• EXERCISE REQUIREMENTS: Reproduce the following items line for line, omitting the pictures from your answer.

• Extracted data entries:
** begin **

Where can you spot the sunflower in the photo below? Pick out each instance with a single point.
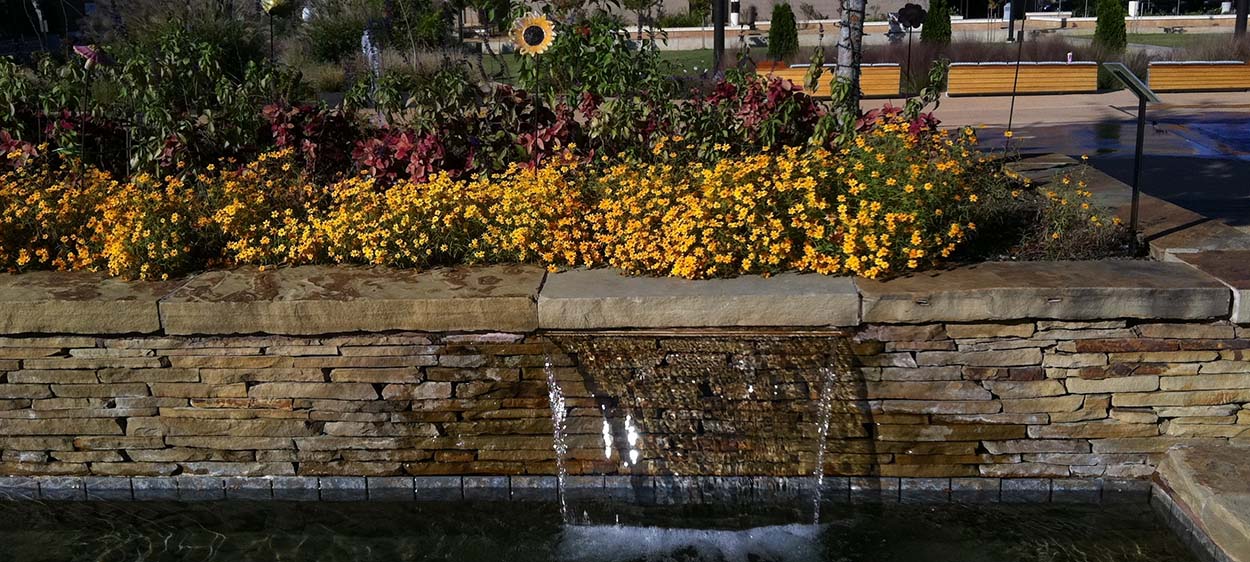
(533, 35)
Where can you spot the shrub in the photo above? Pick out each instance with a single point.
(334, 38)
(1054, 219)
(1110, 33)
(936, 28)
(893, 200)
(689, 19)
(166, 103)
(783, 33)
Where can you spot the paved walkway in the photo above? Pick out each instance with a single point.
(1196, 145)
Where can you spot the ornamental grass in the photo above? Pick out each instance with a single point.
(898, 197)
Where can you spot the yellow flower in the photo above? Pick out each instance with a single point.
(533, 35)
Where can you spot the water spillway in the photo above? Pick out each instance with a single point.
(736, 417)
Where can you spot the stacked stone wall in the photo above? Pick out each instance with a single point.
(1040, 399)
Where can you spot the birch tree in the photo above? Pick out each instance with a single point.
(850, 50)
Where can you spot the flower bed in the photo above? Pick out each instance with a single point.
(900, 196)
(144, 177)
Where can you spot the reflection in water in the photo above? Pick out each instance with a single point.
(534, 532)
(615, 543)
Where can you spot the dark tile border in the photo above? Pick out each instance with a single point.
(641, 490)
(1185, 528)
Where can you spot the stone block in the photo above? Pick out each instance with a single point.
(1225, 367)
(924, 490)
(874, 490)
(1214, 397)
(25, 391)
(1164, 357)
(493, 488)
(628, 488)
(59, 426)
(1015, 390)
(154, 488)
(943, 407)
(1074, 360)
(295, 488)
(835, 490)
(1205, 382)
(200, 488)
(1025, 490)
(953, 432)
(79, 302)
(1144, 445)
(421, 391)
(1048, 405)
(969, 331)
(314, 300)
(18, 488)
(1125, 491)
(314, 390)
(1211, 483)
(535, 488)
(936, 391)
(1021, 357)
(975, 490)
(439, 488)
(390, 488)
(396, 375)
(46, 376)
(1135, 384)
(1188, 331)
(249, 488)
(1196, 411)
(1104, 428)
(604, 299)
(1036, 446)
(1086, 290)
(1233, 269)
(61, 488)
(1075, 491)
(108, 488)
(343, 488)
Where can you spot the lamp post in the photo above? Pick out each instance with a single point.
(1144, 96)
(718, 35)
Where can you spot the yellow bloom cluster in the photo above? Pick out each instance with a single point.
(888, 202)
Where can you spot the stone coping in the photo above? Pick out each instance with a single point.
(1209, 486)
(1201, 274)
(604, 299)
(641, 490)
(325, 300)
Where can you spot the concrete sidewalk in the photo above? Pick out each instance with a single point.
(1048, 110)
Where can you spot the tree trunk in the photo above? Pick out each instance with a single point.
(850, 49)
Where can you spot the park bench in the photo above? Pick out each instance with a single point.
(1035, 78)
(876, 80)
(1199, 75)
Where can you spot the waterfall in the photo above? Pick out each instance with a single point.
(735, 417)
(559, 416)
(824, 416)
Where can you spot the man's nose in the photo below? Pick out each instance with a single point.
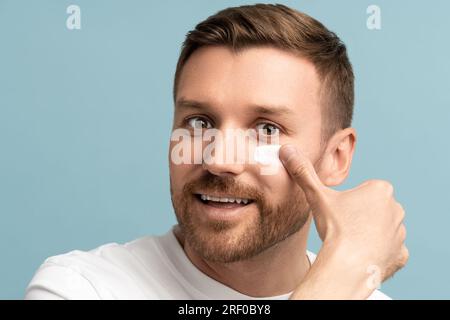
(228, 157)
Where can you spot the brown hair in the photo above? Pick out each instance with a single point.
(282, 27)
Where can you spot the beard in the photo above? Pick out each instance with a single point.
(225, 241)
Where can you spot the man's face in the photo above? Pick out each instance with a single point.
(258, 88)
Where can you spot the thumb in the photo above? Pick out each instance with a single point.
(302, 171)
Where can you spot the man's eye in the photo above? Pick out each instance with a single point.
(199, 123)
(268, 129)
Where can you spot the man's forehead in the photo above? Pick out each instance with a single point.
(266, 79)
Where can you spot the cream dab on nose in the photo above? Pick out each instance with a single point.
(267, 154)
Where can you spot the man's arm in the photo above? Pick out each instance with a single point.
(362, 232)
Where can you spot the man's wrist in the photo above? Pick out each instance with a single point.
(337, 273)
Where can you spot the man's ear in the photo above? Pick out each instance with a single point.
(337, 157)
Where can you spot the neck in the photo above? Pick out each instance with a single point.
(276, 271)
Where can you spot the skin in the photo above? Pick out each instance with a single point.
(230, 86)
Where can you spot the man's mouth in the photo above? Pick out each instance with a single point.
(223, 201)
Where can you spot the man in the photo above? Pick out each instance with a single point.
(242, 234)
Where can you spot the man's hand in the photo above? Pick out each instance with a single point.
(362, 232)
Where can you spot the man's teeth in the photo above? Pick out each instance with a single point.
(217, 199)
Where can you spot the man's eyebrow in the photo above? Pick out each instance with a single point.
(186, 103)
(269, 110)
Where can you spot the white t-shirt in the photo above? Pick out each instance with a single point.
(151, 267)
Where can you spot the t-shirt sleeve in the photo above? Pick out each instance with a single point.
(55, 282)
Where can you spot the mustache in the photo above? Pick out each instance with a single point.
(209, 183)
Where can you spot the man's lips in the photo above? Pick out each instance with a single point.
(222, 200)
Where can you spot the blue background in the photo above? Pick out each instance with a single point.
(85, 118)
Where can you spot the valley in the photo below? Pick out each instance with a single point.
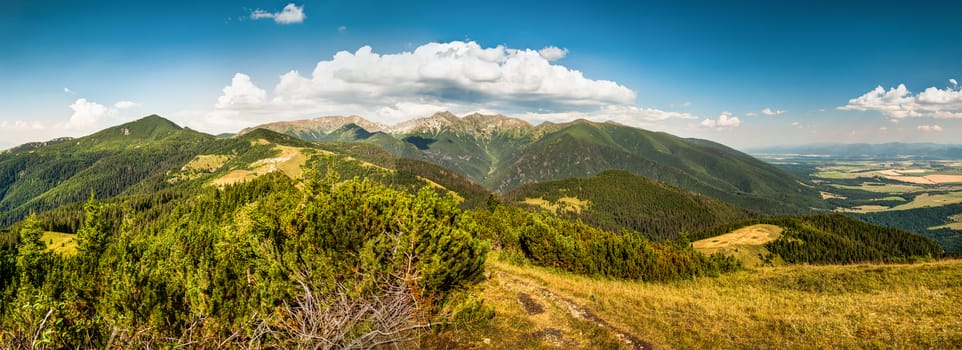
(910, 191)
(193, 239)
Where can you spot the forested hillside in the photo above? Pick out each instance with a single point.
(504, 153)
(267, 240)
(838, 239)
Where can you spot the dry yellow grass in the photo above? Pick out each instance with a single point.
(206, 162)
(289, 160)
(60, 243)
(789, 307)
(563, 204)
(745, 244)
(927, 200)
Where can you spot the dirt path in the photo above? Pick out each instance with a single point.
(532, 297)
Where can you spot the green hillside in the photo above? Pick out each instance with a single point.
(153, 154)
(838, 239)
(617, 200)
(107, 163)
(503, 153)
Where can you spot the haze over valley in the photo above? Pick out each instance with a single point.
(618, 175)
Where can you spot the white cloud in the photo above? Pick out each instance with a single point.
(88, 114)
(553, 53)
(769, 111)
(125, 104)
(932, 128)
(289, 15)
(460, 77)
(725, 121)
(899, 103)
(627, 115)
(241, 93)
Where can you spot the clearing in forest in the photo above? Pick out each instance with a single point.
(60, 243)
(745, 244)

** end **

• FINAL ANSWER:
Where can you spot the sunflower in the photo below? Pick out each instance with a single point.
(533, 35)
Where can you spot the shrub in the photo above? Pick out each instance with a single point.
(334, 38)
(1054, 219)
(1110, 33)
(936, 28)
(893, 200)
(689, 19)
(166, 103)
(783, 33)
Where can you spot the paved walkway in the photo above? Pick out each instance with a single point.
(1196, 145)
Where can you spot the ornamental grass in the photo above? Pick out each instance with a single point.
(898, 197)
Where can you spot the yellow flower in the photo above? Pick out each instance with a single point.
(533, 35)
Where can you spot the water spillway in the photo above? Pick out each instance with a single point.
(736, 417)
Where can you spot the stacked stone wall in the photo above? Pick out each instance with a single point.
(1040, 399)
Where can you spot the birch tree in the photo above? Pick out each instance with a single point.
(850, 50)
Where can you spot the flower bed in the photo above? Pick out each instance with a single point.
(900, 196)
(144, 177)
Where can you spot the reflection in water in the photo above? Pick out each instance with a single point.
(534, 532)
(615, 543)
Where can you spot the dark tile border in the photo above? Pick out each instance with a single point.
(641, 490)
(1185, 528)
Where can you spot the stone block in the photo above? Pick out each instance with a single point.
(1225, 367)
(924, 490)
(874, 490)
(1214, 397)
(25, 391)
(1164, 357)
(493, 488)
(628, 488)
(59, 426)
(1015, 390)
(154, 488)
(943, 407)
(1074, 360)
(295, 488)
(835, 490)
(1205, 382)
(200, 488)
(1025, 490)
(953, 432)
(79, 302)
(1144, 445)
(421, 391)
(1048, 405)
(969, 331)
(314, 300)
(18, 488)
(1125, 491)
(314, 390)
(1211, 483)
(535, 488)
(936, 391)
(1021, 357)
(975, 490)
(439, 488)
(390, 488)
(396, 375)
(46, 376)
(1135, 384)
(1188, 331)
(249, 488)
(1196, 411)
(1104, 428)
(604, 299)
(1036, 446)
(1086, 290)
(1233, 269)
(61, 488)
(1075, 491)
(108, 488)
(343, 488)
Where can you spot the lamp post in the photo above? Pick out each instance with a single point.
(1144, 96)
(718, 35)
Where can you spot the yellow bloom cluster in the photo above? Pick out each instance with a single point.
(888, 202)
Where can you spot the stone coping in the photo above? Pick out each instance with a single point.
(1209, 486)
(1201, 274)
(604, 299)
(641, 490)
(325, 300)
Where can you spot the concrete sidewalk in the photo above? Pick out each instance with a single point.
(1048, 110)
Where can you spot the tree trunk in the photo above? Pick out each instance with a single point.
(850, 49)
Where can you spot the park bench in the photo above? Pick out each instance with a single point.
(1035, 78)
(876, 80)
(1199, 75)
Where can you spot the waterfall in the photo above? Pick out each instance with a single point.
(735, 417)
(559, 416)
(824, 416)
Where can you spot the man's nose in the photo below? Pick out each instance with a single point.
(228, 157)
Where can you spot the brown hair in the photo above? Pick out each instance with a single point.
(282, 27)
Where can you spot the beard in the photo above? Pick out each instance with a single point.
(225, 241)
Where can you spot the man's face in the photo above? Pick out each instance with a single point.
(258, 88)
Where can you spot the thumb in the photo above? Pick out each instance with a single point.
(302, 171)
Where can you spot the man's eye in the photo above? Pick out each instance with a single point.
(199, 123)
(268, 129)
Where can you spot the man's forehead in the photo above? Pick out each instance with a single point.
(266, 79)
Where can you spot the cream dab on nose in the photo above? Pick out each instance with a single point.
(267, 154)
Where can you spot the man's arm in the photo above? Pick out each instance with a single point.
(362, 232)
Where can you spot the man's wrist in the photo above? Pick out each instance with a single point.
(337, 273)
Where can you spot the man's ear in the photo above? Pick out each instance with a single point.
(337, 157)
Where can you spot the neck in the photo above? Pick out each instance with a single point.
(276, 271)
Where can you spot the skin in the photo above? Pick out each instance with a single point.
(230, 86)
Where can you spot the man's mouth in the photo above? Pick out each instance with a single point.
(223, 201)
Where can you spot the man in the photo above? Pick out each instance with a single point.
(242, 234)
Where can you spot the man's hand in the photo above? Pick out each instance with a single point.
(362, 232)
Where can you spot the man's teeth in the photo above? Pick out each instance with a single point.
(217, 199)
Where can you spot the man's eyebrow in the photo above? Pick out each instance with a single point.
(186, 103)
(269, 110)
Where can you spot the white t-shirt in the photo above? Pick out each instance with a single point.
(151, 267)
Where can you spot the t-shirt sleeve in the photo above? Pick out each instance with a single point.
(55, 282)
Where can you spot the mustache in the photo above? Pick out each instance with a single point.
(209, 183)
Where can you spot the man's lips in the photo above? Pick out each instance with a single point.
(222, 200)
Where can you spot the blue background in the photo above? Pick out each instance with a single point.
(85, 118)
Where can you spot the valley in the photo below? Pick out each instance with a single point.
(910, 191)
(193, 239)
Where can you spot the forested hillside in the photo above? Pick out each instance with a single point.
(504, 153)
(267, 240)
(838, 239)
Where can you spot the dry yellow grass in the photo above? Pick out each instance with a single point.
(206, 162)
(289, 160)
(60, 243)
(789, 307)
(563, 204)
(745, 244)
(927, 200)
Where can you spot the dirt path in the photo above? Pick out each instance with a single point.
(532, 297)
Where can you spot the green hillside in the photo above? Pick out each instance with a single point.
(153, 154)
(838, 239)
(617, 200)
(107, 163)
(503, 153)
Where can you spot the haze over valley in the photo above? Pick out each instance with a single point.
(618, 175)
Where can you spot the white cloud in the photo above? Pick out each instance with a single point.
(88, 114)
(553, 53)
(769, 111)
(125, 104)
(932, 128)
(289, 15)
(460, 77)
(725, 121)
(899, 103)
(627, 115)
(241, 93)
Where can you spot the clearing in forest in the photo above? Pick out each instance with a single point.
(60, 243)
(745, 244)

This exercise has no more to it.